The problem with these, and to some extent all VAG engines, is that they do not use the same type of breather system many other manufacturers do. They do not have an in inlet/outlet way of scavenging the crankcase vapors. So, name almost any other engine, they'll have an inlet... filtered air from the clean side of the air cleaner (so post filter), to go INTO the engine, then an outlet that is affixed to the intake manifold, usually with either a spring loaded valve, or some sort of orifice (commonly called a PCV valve).

So those engines always run with a potential negative to neutral pressure in the crankcase, although technically it varies based on engine load (vacuum), engine health (blowby past the rings), RPM, etc. But when you turbocharge things, you have situations where there is POSITIVE intake pressure (boost), so you cannot simply dump the PCV into the intake manifold. You have to have a way to regulate the scavenging. Switching over to porting it into the intake air stream is an easy way to do this. And TDIs are already like this, because they run unthrottled under most conditions, or all conditions, depending on which version you have. They do not run with intake vacuum.

The VAG non-turbo gasoline engines are also like the TDIs. And they generally do not have any problems save for the later 2.5L 5 cyl and that is easily fixed with a new valve cover. The problems arise from the turbo gas engines, and VAG seems to struggle with a surefire way to make the crankcase breather work reliably. The older engines, like my AWM Passat for instance, have an excessively complex mind numbing array of check valves, suction pump, bleeder valve, tubes, hoses... it's nuts complicated. And it is all quite fragile, and a problem with ANY of it results in either poor driveability and/or the ubiquitous MIL staring you in the face. Plus, much of it is buried under the intake manifold and is not easy to get to. The transverse cars add an extra layer of crap because they place the SAI pump in the way, so THAT has to come off to get at anything, too. 1.8t NBs are tight quarters!

Challenges →
**1)** In the passage on VAG engine crankcase breathers, what fixes the problem on the later 2.5L 5 cyl engine?
**2)** List every line of the listing that contains the word "rough".
The passage and the listing come from unrelated sources.

Point labeling data from photos
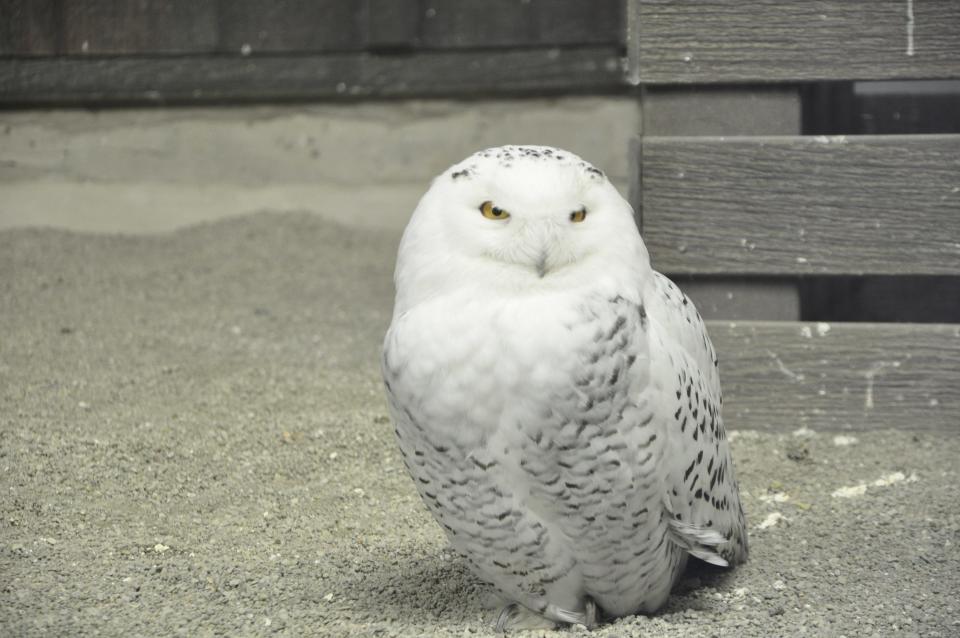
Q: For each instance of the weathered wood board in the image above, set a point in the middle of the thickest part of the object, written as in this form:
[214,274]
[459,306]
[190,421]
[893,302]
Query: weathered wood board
[785,375]
[28,27]
[801,205]
[718,41]
[582,69]
[106,27]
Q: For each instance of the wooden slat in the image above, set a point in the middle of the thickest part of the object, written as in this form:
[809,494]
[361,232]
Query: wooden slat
[392,24]
[74,80]
[282,26]
[784,375]
[521,23]
[110,27]
[807,205]
[714,41]
[28,27]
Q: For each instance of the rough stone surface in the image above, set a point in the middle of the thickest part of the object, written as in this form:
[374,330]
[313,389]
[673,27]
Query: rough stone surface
[363,164]
[193,441]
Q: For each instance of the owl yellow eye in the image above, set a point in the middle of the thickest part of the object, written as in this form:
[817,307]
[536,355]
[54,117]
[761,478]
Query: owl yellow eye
[492,212]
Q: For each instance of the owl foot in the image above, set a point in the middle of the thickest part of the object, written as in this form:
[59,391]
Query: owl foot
[517,617]
[590,617]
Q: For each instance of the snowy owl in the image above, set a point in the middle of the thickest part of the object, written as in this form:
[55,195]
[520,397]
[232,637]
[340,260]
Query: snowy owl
[556,401]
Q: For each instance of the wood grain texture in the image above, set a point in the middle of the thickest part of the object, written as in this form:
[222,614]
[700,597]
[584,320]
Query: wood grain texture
[785,375]
[802,205]
[112,27]
[460,73]
[521,23]
[715,41]
[28,27]
[279,26]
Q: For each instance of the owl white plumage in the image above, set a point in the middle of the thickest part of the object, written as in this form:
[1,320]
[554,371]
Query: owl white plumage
[556,401]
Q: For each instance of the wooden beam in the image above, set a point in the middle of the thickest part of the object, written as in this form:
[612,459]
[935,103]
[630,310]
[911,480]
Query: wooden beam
[802,205]
[522,23]
[28,27]
[718,41]
[784,375]
[173,79]
[291,26]
[112,27]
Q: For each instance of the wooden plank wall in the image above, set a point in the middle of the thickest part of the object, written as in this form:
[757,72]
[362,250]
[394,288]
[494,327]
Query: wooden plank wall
[113,50]
[786,375]
[718,41]
[802,205]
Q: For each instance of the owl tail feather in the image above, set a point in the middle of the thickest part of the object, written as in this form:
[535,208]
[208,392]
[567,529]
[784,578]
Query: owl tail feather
[698,541]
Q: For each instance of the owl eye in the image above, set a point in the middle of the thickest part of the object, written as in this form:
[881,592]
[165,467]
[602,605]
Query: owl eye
[492,212]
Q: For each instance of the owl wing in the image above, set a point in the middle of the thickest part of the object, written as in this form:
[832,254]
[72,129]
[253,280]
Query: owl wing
[702,496]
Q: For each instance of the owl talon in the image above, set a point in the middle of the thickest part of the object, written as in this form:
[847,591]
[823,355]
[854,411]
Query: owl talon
[504,618]
[514,616]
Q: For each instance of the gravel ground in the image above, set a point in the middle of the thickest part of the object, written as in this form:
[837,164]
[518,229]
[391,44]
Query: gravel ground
[193,441]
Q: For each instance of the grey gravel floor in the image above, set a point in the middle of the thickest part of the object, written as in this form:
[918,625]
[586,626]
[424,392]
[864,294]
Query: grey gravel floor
[193,441]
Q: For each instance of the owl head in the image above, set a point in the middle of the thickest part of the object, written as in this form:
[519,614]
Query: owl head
[518,218]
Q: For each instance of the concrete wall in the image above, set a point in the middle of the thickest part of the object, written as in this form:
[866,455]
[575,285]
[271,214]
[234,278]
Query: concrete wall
[157,169]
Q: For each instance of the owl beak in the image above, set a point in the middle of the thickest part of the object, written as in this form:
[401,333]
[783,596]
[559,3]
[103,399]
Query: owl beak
[541,264]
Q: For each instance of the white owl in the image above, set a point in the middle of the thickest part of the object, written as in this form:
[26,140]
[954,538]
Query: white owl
[556,401]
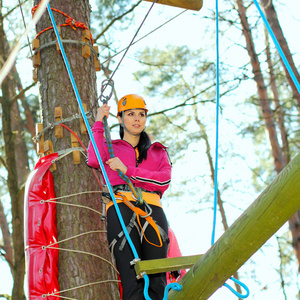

Set of answers →
**1)** A new valve cover.

**2)**
Q: For each instance of the rough stone surface in the image above, set a point in the middle of the thickest part of the object, written as in this form:
Query: rough stone surface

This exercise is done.